Given request » Count the lines in the data below that contain the string "black", treating uppercase and lowercase as different. Reply with only the number.

———

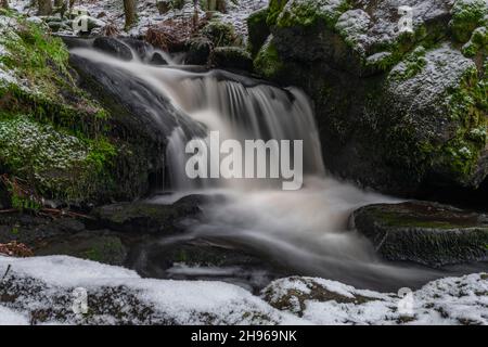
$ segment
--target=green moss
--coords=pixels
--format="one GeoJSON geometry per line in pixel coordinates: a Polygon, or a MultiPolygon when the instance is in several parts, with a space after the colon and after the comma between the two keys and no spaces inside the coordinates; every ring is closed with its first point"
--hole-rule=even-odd
{"type": "Polygon", "coordinates": [[[486,25],[488,4],[486,0],[457,0],[450,23],[453,37],[466,42],[474,29],[486,25]]]}
{"type": "Polygon", "coordinates": [[[207,37],[215,47],[240,46],[242,40],[235,34],[232,24],[220,21],[209,22],[203,29],[202,35],[207,37]]]}
{"type": "Polygon", "coordinates": [[[403,59],[401,65],[398,65],[397,68],[391,72],[388,78],[407,80],[414,77],[425,67],[425,65],[427,65],[425,52],[426,51],[422,46],[414,49],[403,59]]]}
{"type": "Polygon", "coordinates": [[[330,0],[294,1],[281,13],[277,26],[280,28],[326,27],[333,29],[341,14],[350,8],[349,0],[338,3],[330,0]]]}
{"type": "Polygon", "coordinates": [[[459,124],[455,136],[442,145],[424,143],[422,149],[433,165],[449,171],[461,183],[471,180],[486,146],[488,129],[488,88],[476,68],[466,72],[457,88],[448,91],[448,114],[459,124]]]}
{"type": "MultiPolygon", "coordinates": [[[[72,203],[95,196],[111,184],[115,153],[103,138],[77,138],[28,115],[0,116],[0,160],[40,196],[72,203]]],[[[33,209],[30,202],[12,194],[16,207],[33,209]]]]}
{"type": "Polygon", "coordinates": [[[262,46],[256,60],[254,61],[254,67],[256,72],[268,79],[277,79],[282,75],[284,70],[284,63],[278,53],[278,50],[270,39],[265,46],[262,46]]]}
{"type": "Polygon", "coordinates": [[[377,211],[373,216],[381,220],[386,227],[396,228],[423,228],[423,229],[457,229],[466,226],[464,222],[453,222],[447,220],[425,219],[419,216],[408,216],[398,213],[377,211]]]}
{"type": "Polygon", "coordinates": [[[270,35],[270,29],[266,23],[269,10],[262,9],[247,17],[247,31],[249,33],[248,47],[249,52],[255,56],[266,39],[270,35]]]}
{"type": "Polygon", "coordinates": [[[473,31],[470,41],[463,46],[464,56],[473,57],[478,53],[486,55],[488,47],[488,29],[486,26],[479,27],[473,31]]]}
{"type": "Polygon", "coordinates": [[[270,0],[266,22],[268,26],[277,24],[278,17],[288,0],[270,0]]]}

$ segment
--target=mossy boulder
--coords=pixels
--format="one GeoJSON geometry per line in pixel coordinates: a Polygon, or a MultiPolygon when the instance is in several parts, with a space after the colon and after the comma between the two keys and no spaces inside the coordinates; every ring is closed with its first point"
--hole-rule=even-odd
{"type": "Polygon", "coordinates": [[[446,205],[409,202],[370,205],[354,227],[388,260],[427,266],[488,260],[488,216],[446,205]]]}
{"type": "Polygon", "coordinates": [[[268,36],[271,34],[267,24],[269,9],[265,8],[252,13],[247,17],[247,28],[249,33],[248,50],[253,55],[259,52],[268,36]]]}
{"type": "Polygon", "coordinates": [[[22,182],[36,204],[90,206],[146,194],[157,166],[121,132],[118,114],[79,88],[63,41],[11,12],[0,15],[0,174],[22,182]]]}
{"type": "Polygon", "coordinates": [[[240,47],[217,47],[214,50],[213,62],[216,67],[220,68],[246,72],[253,69],[253,57],[251,53],[240,47]]]}
{"type": "Polygon", "coordinates": [[[452,35],[460,42],[466,42],[477,27],[488,25],[486,0],[457,0],[451,14],[452,35]]]}
{"type": "Polygon", "coordinates": [[[463,48],[452,2],[402,4],[411,30],[399,30],[394,1],[290,0],[268,23],[255,72],[311,97],[335,175],[409,196],[477,189],[488,174],[486,31],[463,48]]]}
{"type": "Polygon", "coordinates": [[[215,18],[201,30],[201,35],[207,37],[214,47],[241,46],[242,38],[235,33],[232,24],[215,18]]]}
{"type": "Polygon", "coordinates": [[[207,65],[214,50],[214,42],[205,36],[197,36],[185,42],[188,65],[207,65]]]}
{"type": "Polygon", "coordinates": [[[486,59],[488,48],[488,28],[486,26],[480,26],[476,28],[470,41],[463,46],[462,52],[467,57],[480,56],[486,59]]]}

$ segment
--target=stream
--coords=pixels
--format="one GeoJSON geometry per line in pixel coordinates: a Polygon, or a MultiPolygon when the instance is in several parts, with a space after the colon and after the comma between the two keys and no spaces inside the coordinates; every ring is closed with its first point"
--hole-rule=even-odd
{"type": "MultiPolygon", "coordinates": [[[[151,252],[141,249],[133,256],[130,266],[144,275],[220,280],[259,288],[280,275],[297,274],[337,280],[361,288],[394,291],[419,287],[448,274],[476,271],[476,265],[429,269],[385,262],[375,255],[370,242],[349,228],[349,216],[364,205],[400,200],[360,190],[328,174],[313,106],[300,90],[279,88],[230,72],[180,66],[164,53],[160,54],[168,65],[162,66],[138,57],[120,60],[91,48],[75,48],[70,53],[104,66],[107,74],[116,72],[127,80],[137,79],[184,115],[168,126],[158,108],[151,103],[144,105],[153,111],[154,127],[162,127],[168,139],[166,153],[162,153],[167,163],[165,184],[151,197],[151,203],[171,204],[193,194],[223,197],[204,204],[203,219],[189,221],[183,235],[153,240],[149,245],[151,252]],[[303,140],[303,189],[283,191],[279,179],[188,178],[185,145],[192,139],[208,142],[205,134],[210,131],[219,131],[221,140],[241,143],[258,139],[303,140]],[[244,248],[261,262],[253,262],[246,269],[188,267],[182,261],[168,269],[151,255],[154,247],[164,253],[191,241],[216,243],[229,249],[244,248]]],[[[132,93],[138,98],[138,90],[132,93]]]]}

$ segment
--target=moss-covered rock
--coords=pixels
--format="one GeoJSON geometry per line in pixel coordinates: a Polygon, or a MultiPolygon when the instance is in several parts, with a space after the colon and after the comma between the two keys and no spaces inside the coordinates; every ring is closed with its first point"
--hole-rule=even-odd
{"type": "Polygon", "coordinates": [[[470,41],[463,46],[462,52],[467,57],[474,57],[480,55],[487,56],[488,47],[488,29],[486,26],[480,26],[473,31],[470,41]]]}
{"type": "Polygon", "coordinates": [[[103,141],[77,138],[26,115],[0,114],[0,158],[40,196],[76,202],[112,184],[104,170],[116,152],[103,141]]]}
{"type": "Polygon", "coordinates": [[[488,259],[488,216],[411,202],[355,211],[354,226],[388,260],[442,266],[488,259]]]}
{"type": "Polygon", "coordinates": [[[34,202],[89,205],[145,194],[144,149],[115,132],[116,115],[78,87],[63,41],[10,12],[0,15],[0,174],[22,181],[34,202]]]}
{"type": "Polygon", "coordinates": [[[284,73],[285,64],[278,53],[272,35],[254,60],[254,68],[267,79],[280,80],[282,78],[281,75],[284,73]]]}
{"type": "Polygon", "coordinates": [[[255,70],[313,99],[334,174],[406,195],[424,184],[476,189],[488,174],[486,33],[475,30],[463,56],[450,38],[452,2],[403,4],[412,30],[400,33],[394,1],[291,0],[255,70]]]}
{"type": "Polygon", "coordinates": [[[214,50],[214,64],[216,67],[235,68],[241,70],[253,69],[251,53],[240,47],[218,47],[214,50]]]}
{"type": "Polygon", "coordinates": [[[214,43],[205,36],[189,39],[185,43],[187,56],[184,63],[188,65],[207,65],[214,50],[214,43]]]}
{"type": "Polygon", "coordinates": [[[457,0],[451,14],[452,35],[460,42],[466,42],[474,29],[488,24],[488,4],[485,0],[457,0]]]}
{"type": "Polygon", "coordinates": [[[271,34],[267,24],[268,14],[269,10],[265,8],[251,14],[247,18],[247,30],[249,33],[247,49],[253,56],[258,53],[260,47],[271,34]]]}
{"type": "Polygon", "coordinates": [[[241,46],[243,43],[232,24],[219,20],[210,21],[201,34],[207,37],[214,43],[214,47],[241,46]]]}

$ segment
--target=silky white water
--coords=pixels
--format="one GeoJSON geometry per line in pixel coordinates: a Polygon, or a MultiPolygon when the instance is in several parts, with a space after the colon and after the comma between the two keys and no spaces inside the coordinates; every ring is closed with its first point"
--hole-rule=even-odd
{"type": "Polygon", "coordinates": [[[223,139],[304,141],[304,188],[291,192],[280,190],[270,180],[189,179],[184,147],[192,134],[175,128],[168,133],[166,153],[174,194],[152,202],[172,203],[194,193],[226,197],[203,206],[204,222],[191,226],[189,234],[179,240],[228,240],[266,254],[297,274],[363,287],[414,286],[440,275],[439,271],[386,265],[364,237],[349,230],[348,218],[356,208],[396,200],[328,177],[313,111],[301,91],[219,70],[194,73],[175,66],[151,66],[139,60],[126,62],[88,49],[72,53],[142,80],[195,125],[203,124],[208,132],[218,130],[223,139]]]}

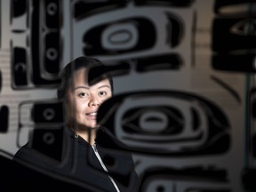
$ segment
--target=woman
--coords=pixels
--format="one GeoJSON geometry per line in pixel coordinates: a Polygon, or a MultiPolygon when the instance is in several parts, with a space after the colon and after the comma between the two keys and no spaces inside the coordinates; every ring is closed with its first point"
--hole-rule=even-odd
{"type": "Polygon", "coordinates": [[[19,149],[13,159],[75,179],[88,189],[137,191],[139,178],[132,155],[122,151],[124,144],[108,129],[97,124],[97,110],[112,97],[113,81],[109,74],[103,73],[95,77],[96,83],[91,84],[88,76],[90,68],[93,67],[104,69],[100,60],[79,57],[63,70],[62,84],[57,90],[58,99],[67,108],[67,141],[61,163],[43,157],[29,142],[19,149]]]}

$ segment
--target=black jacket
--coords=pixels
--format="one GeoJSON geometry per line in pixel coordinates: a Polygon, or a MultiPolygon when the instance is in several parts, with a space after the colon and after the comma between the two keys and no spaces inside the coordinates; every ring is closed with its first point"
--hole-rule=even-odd
{"type": "Polygon", "coordinates": [[[109,176],[114,179],[120,191],[138,190],[139,178],[132,155],[124,150],[124,143],[113,137],[107,129],[100,128],[98,131],[95,149],[107,167],[108,173],[88,142],[80,136],[75,137],[75,132],[69,128],[65,128],[64,132],[64,142],[59,143],[55,149],[52,147],[50,153],[44,149],[44,146],[38,148],[36,143],[29,141],[18,150],[13,161],[25,163],[60,180],[77,183],[84,188],[84,191],[116,191],[109,176]],[[62,151],[61,156],[60,151],[62,151]]]}

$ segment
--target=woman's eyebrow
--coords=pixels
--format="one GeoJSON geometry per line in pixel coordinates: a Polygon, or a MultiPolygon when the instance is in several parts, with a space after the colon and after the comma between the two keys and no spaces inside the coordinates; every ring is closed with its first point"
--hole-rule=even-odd
{"type": "Polygon", "coordinates": [[[74,88],[74,90],[76,90],[76,89],[88,89],[89,90],[90,88],[87,86],[76,86],[74,88]]]}
{"type": "Polygon", "coordinates": [[[102,86],[98,87],[98,89],[101,89],[101,88],[104,88],[104,87],[107,87],[107,88],[109,88],[109,89],[110,89],[110,86],[109,86],[109,85],[102,85],[102,86]]]}

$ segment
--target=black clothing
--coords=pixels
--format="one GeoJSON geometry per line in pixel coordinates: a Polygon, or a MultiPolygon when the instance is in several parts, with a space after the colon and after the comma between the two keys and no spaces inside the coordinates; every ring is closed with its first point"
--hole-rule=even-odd
{"type": "MultiPolygon", "coordinates": [[[[49,158],[33,148],[31,141],[21,147],[14,155],[13,161],[26,162],[29,166],[42,168],[48,173],[57,173],[79,182],[92,191],[116,191],[109,179],[110,175],[121,192],[137,191],[139,178],[134,169],[132,155],[122,150],[124,146],[107,129],[97,132],[95,151],[92,146],[75,132],[65,129],[64,158],[60,162],[49,158]],[[103,146],[104,145],[104,146],[103,146]],[[96,153],[99,153],[108,174],[103,170],[96,153]]],[[[56,151],[57,152],[57,151],[56,151]]],[[[69,181],[70,181],[69,180],[69,181]]],[[[87,191],[87,190],[84,190],[87,191]]]]}

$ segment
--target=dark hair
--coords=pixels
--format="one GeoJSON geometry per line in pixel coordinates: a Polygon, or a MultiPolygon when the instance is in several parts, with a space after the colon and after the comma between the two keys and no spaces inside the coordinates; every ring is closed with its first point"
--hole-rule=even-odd
{"type": "Polygon", "coordinates": [[[100,81],[104,78],[108,78],[111,85],[111,91],[113,92],[113,79],[111,75],[106,72],[105,67],[106,66],[100,60],[87,56],[78,57],[71,62],[68,63],[61,73],[61,85],[57,89],[57,98],[65,98],[67,91],[71,85],[71,79],[74,76],[74,73],[82,68],[95,69],[92,70],[92,73],[90,70],[90,76],[92,76],[94,77],[92,80],[100,81]],[[97,79],[96,77],[99,78],[97,79]]]}

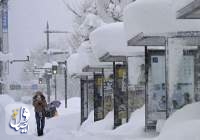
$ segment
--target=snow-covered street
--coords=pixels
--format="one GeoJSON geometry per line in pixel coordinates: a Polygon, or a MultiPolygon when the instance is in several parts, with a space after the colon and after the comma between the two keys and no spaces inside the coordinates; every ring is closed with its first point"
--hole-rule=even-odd
{"type": "MultiPolygon", "coordinates": [[[[113,130],[113,115],[110,112],[107,117],[99,122],[93,122],[93,114],[90,114],[88,120],[80,126],[80,99],[71,98],[69,108],[64,106],[59,108],[59,116],[46,121],[45,135],[38,137],[36,134],[36,125],[31,125],[30,130],[35,130],[30,135],[7,135],[4,133],[4,127],[0,127],[0,135],[4,140],[11,138],[25,139],[71,139],[71,140],[198,140],[200,135],[198,128],[200,127],[200,103],[194,103],[177,111],[170,117],[161,128],[161,133],[144,132],[144,108],[138,109],[132,114],[129,123],[113,130]],[[184,136],[182,134],[184,133],[184,136]]],[[[0,98],[0,111],[3,113],[4,106],[13,100],[7,95],[0,98]]],[[[23,105],[23,104],[22,104],[23,105]]],[[[93,113],[93,112],[92,112],[93,113]]],[[[34,123],[32,117],[30,123],[34,123]]],[[[4,117],[0,117],[1,124],[4,123],[4,117]]]]}

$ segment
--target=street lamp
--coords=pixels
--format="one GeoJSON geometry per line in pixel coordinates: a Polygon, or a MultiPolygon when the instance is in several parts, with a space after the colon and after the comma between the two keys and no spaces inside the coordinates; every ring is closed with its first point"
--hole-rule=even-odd
{"type": "Polygon", "coordinates": [[[65,79],[65,108],[67,108],[67,61],[58,62],[59,65],[64,65],[64,79],[65,79]]]}
{"type": "Polygon", "coordinates": [[[56,74],[58,70],[58,63],[52,62],[52,74],[54,75],[54,83],[55,83],[55,100],[57,100],[57,82],[56,82],[56,74]]]}
{"type": "Polygon", "coordinates": [[[52,72],[53,72],[53,74],[57,74],[57,69],[58,69],[58,66],[56,66],[56,65],[52,66],[52,72]]]}
{"type": "Polygon", "coordinates": [[[42,84],[42,78],[39,78],[39,84],[42,84]]]}

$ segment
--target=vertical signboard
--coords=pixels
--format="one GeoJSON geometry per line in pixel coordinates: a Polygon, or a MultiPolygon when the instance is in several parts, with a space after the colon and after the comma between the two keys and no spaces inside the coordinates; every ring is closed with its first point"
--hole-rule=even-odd
{"type": "Polygon", "coordinates": [[[81,77],[81,124],[88,117],[88,77],[81,77]]]}
{"type": "Polygon", "coordinates": [[[104,115],[113,109],[113,74],[104,78],[104,115]]]}
{"type": "Polygon", "coordinates": [[[167,113],[165,85],[165,51],[148,50],[147,129],[155,129],[158,120],[165,120],[167,113]]]}
{"type": "Polygon", "coordinates": [[[114,90],[114,127],[118,127],[128,120],[128,92],[126,65],[115,66],[114,90]]]}
{"type": "Polygon", "coordinates": [[[94,80],[88,78],[88,115],[94,110],[94,80]]]}
{"type": "Polygon", "coordinates": [[[184,38],[171,38],[168,43],[170,113],[200,97],[199,47],[186,42],[184,38]]]}
{"type": "Polygon", "coordinates": [[[2,2],[1,10],[1,26],[2,26],[2,41],[3,41],[3,52],[8,53],[8,0],[2,2]]]}
{"type": "Polygon", "coordinates": [[[94,74],[94,121],[104,118],[103,74],[94,74]]]}

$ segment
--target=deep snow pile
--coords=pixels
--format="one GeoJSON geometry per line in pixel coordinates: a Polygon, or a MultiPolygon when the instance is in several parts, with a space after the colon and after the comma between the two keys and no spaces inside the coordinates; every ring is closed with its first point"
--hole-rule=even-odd
{"type": "Polygon", "coordinates": [[[92,134],[106,134],[108,136],[145,138],[144,132],[144,107],[136,110],[131,114],[128,123],[113,130],[114,113],[109,112],[104,120],[94,122],[94,112],[92,111],[88,119],[82,124],[80,131],[90,132],[92,134]]]}
{"type": "Polygon", "coordinates": [[[88,119],[82,124],[80,131],[102,133],[113,129],[114,124],[114,113],[109,112],[105,119],[94,122],[94,111],[91,111],[88,119]]]}
{"type": "Polygon", "coordinates": [[[199,140],[200,103],[176,111],[164,124],[158,140],[199,140]]]}
{"type": "MultiPolygon", "coordinates": [[[[184,0],[183,4],[191,0],[184,0]]],[[[127,40],[140,33],[163,34],[177,31],[198,31],[198,20],[176,19],[182,0],[137,0],[124,10],[127,40]]]]}
{"type": "MultiPolygon", "coordinates": [[[[64,101],[58,109],[59,115],[46,120],[45,135],[39,139],[76,139],[76,140],[199,140],[200,139],[200,103],[193,103],[176,111],[164,124],[158,137],[153,137],[144,132],[145,109],[136,110],[131,114],[128,123],[113,130],[113,111],[108,113],[104,120],[94,122],[94,112],[80,127],[80,98],[68,100],[68,108],[64,108],[64,101]]],[[[0,96],[0,113],[8,113],[5,105],[16,103],[7,95],[0,96]]],[[[20,103],[21,104],[21,103],[20,103]]],[[[25,104],[21,104],[25,105],[25,104]]],[[[33,109],[30,109],[33,113],[33,109]]],[[[5,117],[0,116],[0,136],[4,140],[16,139],[38,139],[36,135],[35,118],[30,120],[30,134],[11,136],[5,133],[5,117]]]]}

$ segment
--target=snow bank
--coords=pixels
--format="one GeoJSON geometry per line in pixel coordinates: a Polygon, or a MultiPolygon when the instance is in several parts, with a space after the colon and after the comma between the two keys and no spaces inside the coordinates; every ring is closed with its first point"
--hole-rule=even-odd
{"type": "Polygon", "coordinates": [[[88,119],[82,124],[80,132],[90,132],[92,134],[106,134],[108,136],[123,136],[131,138],[144,138],[145,125],[145,109],[144,107],[132,113],[128,123],[119,126],[113,130],[114,124],[113,111],[110,112],[105,119],[94,122],[94,111],[92,111],[88,119]]]}
{"type": "Polygon", "coordinates": [[[176,111],[164,124],[158,140],[200,139],[200,103],[189,104],[176,111]]]}
{"type": "Polygon", "coordinates": [[[81,100],[79,97],[70,98],[67,100],[67,108],[65,108],[65,101],[62,100],[61,105],[58,108],[59,116],[80,113],[80,103],[81,100]]]}
{"type": "Polygon", "coordinates": [[[114,130],[115,134],[131,135],[133,138],[143,137],[145,126],[145,108],[137,109],[131,114],[128,123],[114,130]]]}
{"type": "Polygon", "coordinates": [[[159,34],[177,31],[199,31],[198,20],[177,20],[177,8],[174,5],[182,0],[137,0],[129,4],[124,11],[124,23],[127,39],[137,34],[159,34]]]}
{"type": "Polygon", "coordinates": [[[182,124],[183,122],[191,120],[200,120],[200,103],[193,103],[186,105],[184,108],[177,110],[172,116],[166,121],[162,132],[167,131],[175,125],[182,124]]]}
{"type": "Polygon", "coordinates": [[[93,132],[93,133],[102,133],[108,130],[113,129],[114,124],[114,113],[109,112],[103,120],[94,122],[94,111],[91,111],[88,119],[82,124],[80,130],[93,132]]]}
{"type": "Polygon", "coordinates": [[[142,49],[133,49],[127,47],[127,41],[124,32],[124,23],[111,23],[97,28],[90,34],[93,51],[99,58],[109,52],[112,55],[134,55],[135,51],[142,49]]]}

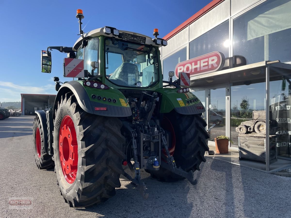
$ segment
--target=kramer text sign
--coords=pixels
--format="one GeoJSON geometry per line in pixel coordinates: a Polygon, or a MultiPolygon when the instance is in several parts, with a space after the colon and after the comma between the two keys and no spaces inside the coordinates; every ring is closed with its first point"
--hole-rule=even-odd
{"type": "Polygon", "coordinates": [[[223,54],[214,51],[179,63],[175,69],[175,74],[178,78],[179,73],[181,72],[189,73],[191,76],[220,70],[223,67],[225,61],[223,54]]]}

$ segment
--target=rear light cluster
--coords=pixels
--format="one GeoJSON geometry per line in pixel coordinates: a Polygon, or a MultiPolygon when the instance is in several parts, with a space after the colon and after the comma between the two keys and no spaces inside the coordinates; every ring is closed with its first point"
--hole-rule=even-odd
{"type": "Polygon", "coordinates": [[[191,98],[191,99],[187,99],[187,103],[189,104],[191,103],[194,103],[195,102],[199,101],[198,98],[196,97],[191,98]]]}
{"type": "Polygon", "coordinates": [[[95,88],[99,89],[109,89],[109,87],[107,85],[100,83],[94,81],[84,81],[84,85],[91,88],[95,88]]]}
{"type": "Polygon", "coordinates": [[[103,101],[107,101],[109,102],[111,102],[112,101],[114,103],[116,103],[117,102],[116,99],[112,99],[110,98],[107,98],[106,97],[101,97],[100,95],[96,96],[96,95],[95,95],[94,94],[91,95],[91,98],[93,99],[97,99],[98,100],[102,100],[103,101]]]}
{"type": "Polygon", "coordinates": [[[177,91],[178,93],[187,93],[189,92],[189,88],[181,88],[177,91]]]}

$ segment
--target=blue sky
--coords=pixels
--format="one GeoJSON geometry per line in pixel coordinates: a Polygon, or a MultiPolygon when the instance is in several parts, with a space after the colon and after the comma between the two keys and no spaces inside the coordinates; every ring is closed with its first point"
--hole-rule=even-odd
{"type": "Polygon", "coordinates": [[[42,73],[40,51],[73,46],[79,37],[77,9],[83,10],[84,32],[108,26],[152,36],[158,28],[163,37],[211,1],[1,0],[0,102],[20,101],[20,93],[56,94],[52,78],[65,81],[66,56],[53,50],[52,73],[42,73]]]}

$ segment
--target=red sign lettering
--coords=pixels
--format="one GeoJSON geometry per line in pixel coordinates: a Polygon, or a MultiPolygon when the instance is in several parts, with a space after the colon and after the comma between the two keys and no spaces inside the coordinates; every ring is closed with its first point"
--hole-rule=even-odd
{"type": "Polygon", "coordinates": [[[221,70],[224,64],[224,56],[221,52],[214,51],[179,63],[175,69],[175,74],[179,78],[179,73],[190,74],[190,76],[221,70]]]}

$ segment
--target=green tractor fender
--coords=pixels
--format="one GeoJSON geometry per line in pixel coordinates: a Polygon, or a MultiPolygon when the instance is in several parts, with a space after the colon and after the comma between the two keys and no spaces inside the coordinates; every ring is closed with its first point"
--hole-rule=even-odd
{"type": "Polygon", "coordinates": [[[156,91],[161,94],[159,112],[168,113],[175,110],[178,113],[185,115],[203,113],[205,109],[196,96],[190,92],[177,92],[178,88],[158,89],[156,91]]]}
{"type": "MultiPolygon", "coordinates": [[[[54,108],[57,108],[58,102],[66,93],[72,92],[80,106],[87,113],[107,117],[131,115],[126,99],[119,90],[111,87],[101,89],[85,86],[84,82],[72,81],[62,85],[56,97],[54,108]]],[[[54,117],[56,110],[54,111],[54,117]]]]}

———

The result » 2